* **TASK**
Collect each line in the data below that contains the word "with". Case counts.

* **Dataset entries**
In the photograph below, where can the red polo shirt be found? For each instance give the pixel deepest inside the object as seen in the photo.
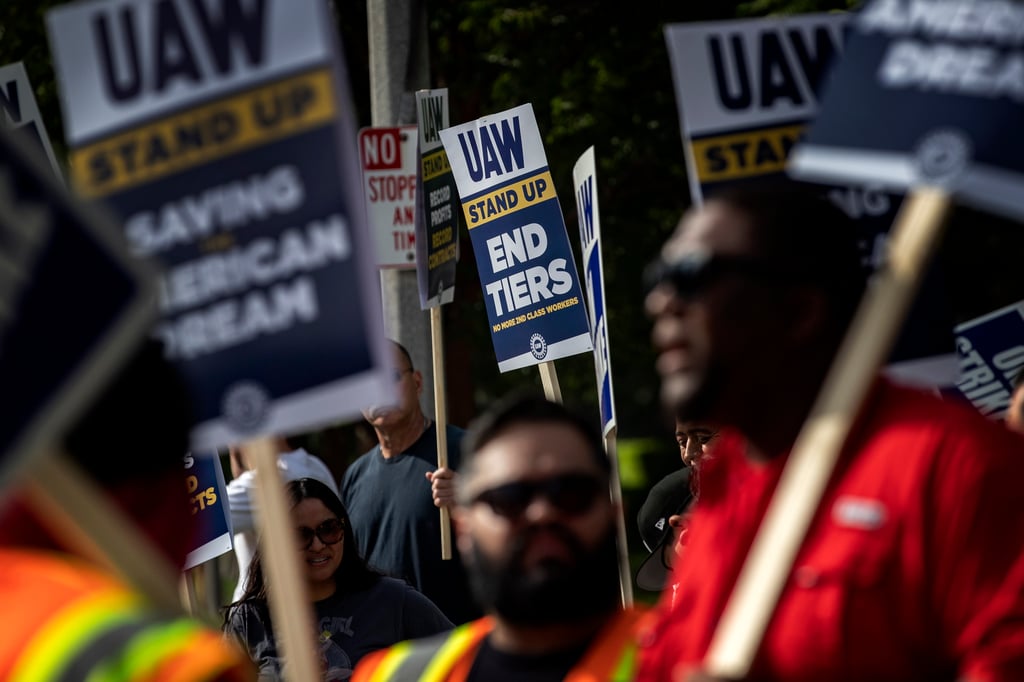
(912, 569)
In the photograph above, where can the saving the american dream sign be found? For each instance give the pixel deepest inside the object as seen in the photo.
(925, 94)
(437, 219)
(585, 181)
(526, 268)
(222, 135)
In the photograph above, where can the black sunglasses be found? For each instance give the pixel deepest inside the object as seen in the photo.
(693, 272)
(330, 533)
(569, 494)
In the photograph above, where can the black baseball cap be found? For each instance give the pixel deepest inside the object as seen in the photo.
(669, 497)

==

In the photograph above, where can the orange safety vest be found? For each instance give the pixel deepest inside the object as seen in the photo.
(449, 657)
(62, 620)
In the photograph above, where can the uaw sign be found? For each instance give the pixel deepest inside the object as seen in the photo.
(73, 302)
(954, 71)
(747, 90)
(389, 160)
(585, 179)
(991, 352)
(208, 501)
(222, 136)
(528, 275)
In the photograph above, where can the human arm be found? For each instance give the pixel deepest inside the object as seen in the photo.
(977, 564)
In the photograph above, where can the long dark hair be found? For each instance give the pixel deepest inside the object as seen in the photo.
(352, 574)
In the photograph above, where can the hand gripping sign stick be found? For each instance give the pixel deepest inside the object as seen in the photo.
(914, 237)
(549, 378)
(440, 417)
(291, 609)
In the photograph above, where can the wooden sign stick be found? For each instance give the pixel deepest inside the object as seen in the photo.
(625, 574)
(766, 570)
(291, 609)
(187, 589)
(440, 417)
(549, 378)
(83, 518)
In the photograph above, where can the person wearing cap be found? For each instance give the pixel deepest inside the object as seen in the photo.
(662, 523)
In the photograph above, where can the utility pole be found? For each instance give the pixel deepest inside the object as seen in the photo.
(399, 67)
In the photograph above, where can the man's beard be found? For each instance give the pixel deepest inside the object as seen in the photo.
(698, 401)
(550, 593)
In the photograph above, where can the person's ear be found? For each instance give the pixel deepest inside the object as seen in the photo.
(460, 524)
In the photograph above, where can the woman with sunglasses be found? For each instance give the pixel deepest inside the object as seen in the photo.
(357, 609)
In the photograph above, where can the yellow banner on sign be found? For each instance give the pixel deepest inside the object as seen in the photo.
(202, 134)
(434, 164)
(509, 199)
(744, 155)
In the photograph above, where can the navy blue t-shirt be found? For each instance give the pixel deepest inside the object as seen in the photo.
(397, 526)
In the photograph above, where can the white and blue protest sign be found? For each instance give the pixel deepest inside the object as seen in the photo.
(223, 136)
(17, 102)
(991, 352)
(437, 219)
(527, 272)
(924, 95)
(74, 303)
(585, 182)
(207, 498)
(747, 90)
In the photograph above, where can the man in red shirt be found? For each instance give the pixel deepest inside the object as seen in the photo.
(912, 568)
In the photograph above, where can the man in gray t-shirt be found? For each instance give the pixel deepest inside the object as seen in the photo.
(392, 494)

---

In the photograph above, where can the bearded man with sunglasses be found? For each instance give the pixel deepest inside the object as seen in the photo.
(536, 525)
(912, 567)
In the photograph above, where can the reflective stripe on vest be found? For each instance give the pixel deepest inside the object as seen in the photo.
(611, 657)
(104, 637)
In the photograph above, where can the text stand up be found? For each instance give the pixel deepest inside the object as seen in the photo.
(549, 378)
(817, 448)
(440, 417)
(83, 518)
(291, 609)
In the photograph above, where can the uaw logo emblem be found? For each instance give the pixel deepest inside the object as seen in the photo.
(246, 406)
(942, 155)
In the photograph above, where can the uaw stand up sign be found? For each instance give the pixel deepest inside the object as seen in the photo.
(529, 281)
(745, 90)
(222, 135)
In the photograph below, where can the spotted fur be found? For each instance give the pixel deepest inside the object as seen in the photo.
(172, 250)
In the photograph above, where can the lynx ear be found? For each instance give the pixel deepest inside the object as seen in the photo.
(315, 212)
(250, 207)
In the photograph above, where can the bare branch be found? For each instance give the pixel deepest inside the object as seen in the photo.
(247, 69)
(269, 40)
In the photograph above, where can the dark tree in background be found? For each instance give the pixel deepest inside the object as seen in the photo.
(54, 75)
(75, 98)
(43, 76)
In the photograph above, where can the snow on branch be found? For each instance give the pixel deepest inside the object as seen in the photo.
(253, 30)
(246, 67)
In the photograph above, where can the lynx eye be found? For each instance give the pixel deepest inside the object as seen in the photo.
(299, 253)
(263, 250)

* **COMPLETED EXERCISE**
In the photograph above, where can the woman with sunglasses be found? For each instance give the pixel deepest inside the object as seen in the photo.
In the photograph above, where can the bearded man with sunglasses be found? For each instance give the pixel deepest inside the object as seen in the photo.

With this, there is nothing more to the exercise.